• DOCUMENT EXCERPT:
* begin *
I'm working towards a deep understanding of ML-style modules: I think the concept is important and I love the kind of thinking they encourage. I am just now discovering the tension that can arise between parametric types and parametric modules. I am seeking tools for thinking about the matter that will help me make smart design decisions as I build up my programs.
Fist I will try to describe my question in general. Then I will provide a concrete example from a learning project I am working on. Finally, I will revisit the general question in order to draw it to a point.
(I'm sorry that I don't yet know enough to pose this question more succinctly.)
In general terms, the tension I've discovered is this: functions are most flexible, and open to the widest reuse, when we provide them with parametric type signatures (where appropriate). However, modules are most flexible and open to the widest reuse when we seal the parameterization of functions inside the module, and instead parameterize the entire module on a given type.
A ready example of this difference can be found in comparing modules that
implement the LIST
signature with those that implement
ORD_SET
. A module List:LIST
provides a bunch of useful functions,
parameterized on any type. Once we've defined or loaded a List
module, we can
readily apply any of the functions it provides to construct, manipulate, or
examine lists of any type. E.g., if we are working with both strings and
integers, we can use one and the same module to construct and manipulate
values of both types:
val strList = List.@ (["a","b"], ["c","d"])
val intList = List.@ ([1,2,3,4], [5,6,7,8])
On the other hand, if we want to deal with ordered sets, matters are different:
ordered sets require that an ordering relation hold over all of their elements,
and there can be no single concrete function compare : 'a * 'a -> order
producing that relation for every type. Consequently, we require a different
module satisfying the ORD_SET
signature for each type we wish to put into
ordered sets. Thus, in order to construct or manipulate ordered sets of strings
and integers, we must implement different modules for each type[1]:
structure IntOrdSet = BinarySetFn ( type ord_key = int
val compare = Int.compare )
structure StrOrdSet = BinarySetFn ( type ord_key = string
val compare = String.compare )
* end *
[Records from a point labeling set]
* begin *
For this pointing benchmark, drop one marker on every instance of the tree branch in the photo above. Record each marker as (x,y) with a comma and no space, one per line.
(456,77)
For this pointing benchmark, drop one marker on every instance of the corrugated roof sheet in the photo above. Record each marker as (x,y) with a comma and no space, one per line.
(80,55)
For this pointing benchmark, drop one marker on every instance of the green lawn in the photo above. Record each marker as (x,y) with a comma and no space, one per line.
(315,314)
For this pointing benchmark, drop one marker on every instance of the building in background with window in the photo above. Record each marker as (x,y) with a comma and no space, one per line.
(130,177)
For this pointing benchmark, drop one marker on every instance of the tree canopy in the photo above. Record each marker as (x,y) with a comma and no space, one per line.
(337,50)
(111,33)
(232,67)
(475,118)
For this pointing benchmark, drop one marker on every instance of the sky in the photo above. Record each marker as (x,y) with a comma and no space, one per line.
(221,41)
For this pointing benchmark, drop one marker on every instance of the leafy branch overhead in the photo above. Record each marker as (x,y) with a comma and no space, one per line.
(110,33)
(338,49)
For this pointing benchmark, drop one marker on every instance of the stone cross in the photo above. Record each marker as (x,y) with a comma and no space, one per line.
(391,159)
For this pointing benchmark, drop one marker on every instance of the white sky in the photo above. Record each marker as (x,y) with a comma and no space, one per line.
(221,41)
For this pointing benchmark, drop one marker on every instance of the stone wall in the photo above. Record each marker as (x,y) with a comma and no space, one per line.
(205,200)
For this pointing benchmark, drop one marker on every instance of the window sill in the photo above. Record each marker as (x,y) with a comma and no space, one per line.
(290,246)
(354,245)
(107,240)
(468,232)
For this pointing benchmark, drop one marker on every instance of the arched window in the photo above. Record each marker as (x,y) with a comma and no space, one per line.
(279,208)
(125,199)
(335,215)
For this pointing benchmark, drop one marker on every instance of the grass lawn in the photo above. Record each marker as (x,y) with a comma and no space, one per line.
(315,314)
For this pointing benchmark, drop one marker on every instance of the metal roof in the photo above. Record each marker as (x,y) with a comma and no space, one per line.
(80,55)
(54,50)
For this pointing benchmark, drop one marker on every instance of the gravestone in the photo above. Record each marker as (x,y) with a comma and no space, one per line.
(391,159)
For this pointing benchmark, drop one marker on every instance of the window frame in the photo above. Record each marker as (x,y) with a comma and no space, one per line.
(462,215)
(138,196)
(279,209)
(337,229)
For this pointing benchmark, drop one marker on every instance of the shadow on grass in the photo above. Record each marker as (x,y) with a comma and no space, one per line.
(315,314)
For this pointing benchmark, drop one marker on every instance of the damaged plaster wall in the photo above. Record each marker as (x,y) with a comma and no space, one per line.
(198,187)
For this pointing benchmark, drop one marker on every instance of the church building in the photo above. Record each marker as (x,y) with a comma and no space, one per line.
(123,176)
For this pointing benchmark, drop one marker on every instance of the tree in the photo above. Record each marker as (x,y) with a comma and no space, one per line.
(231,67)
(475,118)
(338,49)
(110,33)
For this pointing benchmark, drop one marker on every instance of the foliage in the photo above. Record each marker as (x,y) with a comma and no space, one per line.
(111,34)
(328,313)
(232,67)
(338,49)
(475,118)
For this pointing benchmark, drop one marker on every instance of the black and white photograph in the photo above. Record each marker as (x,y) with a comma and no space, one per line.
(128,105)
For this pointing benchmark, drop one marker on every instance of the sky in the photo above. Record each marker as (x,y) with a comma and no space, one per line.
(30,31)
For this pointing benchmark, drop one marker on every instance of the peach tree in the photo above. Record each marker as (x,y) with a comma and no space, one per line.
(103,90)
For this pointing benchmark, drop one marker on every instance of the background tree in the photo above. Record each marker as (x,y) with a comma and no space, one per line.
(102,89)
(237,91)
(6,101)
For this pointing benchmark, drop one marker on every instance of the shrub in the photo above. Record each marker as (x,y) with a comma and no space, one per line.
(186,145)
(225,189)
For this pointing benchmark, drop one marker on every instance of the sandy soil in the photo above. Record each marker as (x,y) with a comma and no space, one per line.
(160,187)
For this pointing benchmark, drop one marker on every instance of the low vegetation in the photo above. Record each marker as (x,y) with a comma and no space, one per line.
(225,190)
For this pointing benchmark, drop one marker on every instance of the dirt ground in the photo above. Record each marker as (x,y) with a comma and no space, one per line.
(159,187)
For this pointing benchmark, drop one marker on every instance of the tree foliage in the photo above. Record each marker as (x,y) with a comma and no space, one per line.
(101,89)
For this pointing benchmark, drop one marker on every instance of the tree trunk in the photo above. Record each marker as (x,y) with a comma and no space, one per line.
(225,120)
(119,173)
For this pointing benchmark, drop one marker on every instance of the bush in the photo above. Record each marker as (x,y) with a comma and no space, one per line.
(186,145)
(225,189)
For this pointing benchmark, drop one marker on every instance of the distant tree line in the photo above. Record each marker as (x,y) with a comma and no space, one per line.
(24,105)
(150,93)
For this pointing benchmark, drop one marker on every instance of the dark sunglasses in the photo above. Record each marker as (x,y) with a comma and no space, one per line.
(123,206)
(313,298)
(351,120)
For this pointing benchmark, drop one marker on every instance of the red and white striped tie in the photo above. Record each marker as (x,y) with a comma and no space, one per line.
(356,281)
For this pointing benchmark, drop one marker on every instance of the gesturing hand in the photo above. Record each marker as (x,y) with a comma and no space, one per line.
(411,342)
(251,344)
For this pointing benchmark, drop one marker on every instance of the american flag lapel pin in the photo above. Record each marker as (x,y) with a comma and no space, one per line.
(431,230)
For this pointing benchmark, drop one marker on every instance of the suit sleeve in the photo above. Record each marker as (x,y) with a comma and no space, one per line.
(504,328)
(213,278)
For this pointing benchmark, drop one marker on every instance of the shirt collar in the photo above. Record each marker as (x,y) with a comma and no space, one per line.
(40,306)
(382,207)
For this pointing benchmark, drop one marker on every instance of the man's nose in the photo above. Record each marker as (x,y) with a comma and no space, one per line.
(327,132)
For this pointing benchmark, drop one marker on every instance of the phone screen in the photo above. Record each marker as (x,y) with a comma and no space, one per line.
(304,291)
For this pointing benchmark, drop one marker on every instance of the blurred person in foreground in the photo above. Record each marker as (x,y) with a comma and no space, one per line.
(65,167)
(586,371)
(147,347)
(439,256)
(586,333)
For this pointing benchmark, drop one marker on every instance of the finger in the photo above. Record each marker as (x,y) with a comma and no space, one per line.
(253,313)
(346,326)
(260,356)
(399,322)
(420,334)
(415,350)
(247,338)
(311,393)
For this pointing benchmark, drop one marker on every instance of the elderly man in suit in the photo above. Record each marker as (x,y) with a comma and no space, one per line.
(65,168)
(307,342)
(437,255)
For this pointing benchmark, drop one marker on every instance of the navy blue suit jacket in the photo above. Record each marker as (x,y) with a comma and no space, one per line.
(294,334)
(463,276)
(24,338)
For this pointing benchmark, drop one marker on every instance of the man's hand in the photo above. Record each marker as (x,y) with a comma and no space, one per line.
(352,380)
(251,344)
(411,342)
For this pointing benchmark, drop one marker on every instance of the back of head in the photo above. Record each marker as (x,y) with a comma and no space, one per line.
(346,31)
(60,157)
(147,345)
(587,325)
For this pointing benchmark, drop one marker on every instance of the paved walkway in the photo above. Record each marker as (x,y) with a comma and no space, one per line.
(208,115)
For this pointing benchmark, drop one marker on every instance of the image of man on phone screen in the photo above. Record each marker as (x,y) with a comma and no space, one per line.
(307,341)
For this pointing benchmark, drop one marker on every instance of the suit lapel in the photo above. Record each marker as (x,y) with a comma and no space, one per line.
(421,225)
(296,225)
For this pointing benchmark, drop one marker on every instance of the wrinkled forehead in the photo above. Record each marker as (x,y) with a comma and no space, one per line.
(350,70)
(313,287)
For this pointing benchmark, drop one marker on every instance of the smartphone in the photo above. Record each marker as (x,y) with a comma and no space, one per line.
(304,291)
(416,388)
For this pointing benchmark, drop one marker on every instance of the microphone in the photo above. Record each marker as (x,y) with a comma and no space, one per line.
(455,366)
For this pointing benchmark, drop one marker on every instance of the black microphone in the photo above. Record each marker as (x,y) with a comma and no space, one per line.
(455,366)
* end *
• CHALLENGE:
In two sentences, how would you summarize the forum post on ML-style modules?

• WRITTEN ANSWER:
The writer describes a tension between parametric types and parametric modules: functions are most reusable with parametric type signatures, but modules are most reusable when that parameterization is sealed inside and the whole module is parameterized on a given type. A single List module can build and manipulate lists of any type, such as strings and integers alike, but because no one compare function can order every type, ordered sets need a separate ORD_SET module for each element type, such as IntOrdSet and StrOrdSet built with BinarySetFn.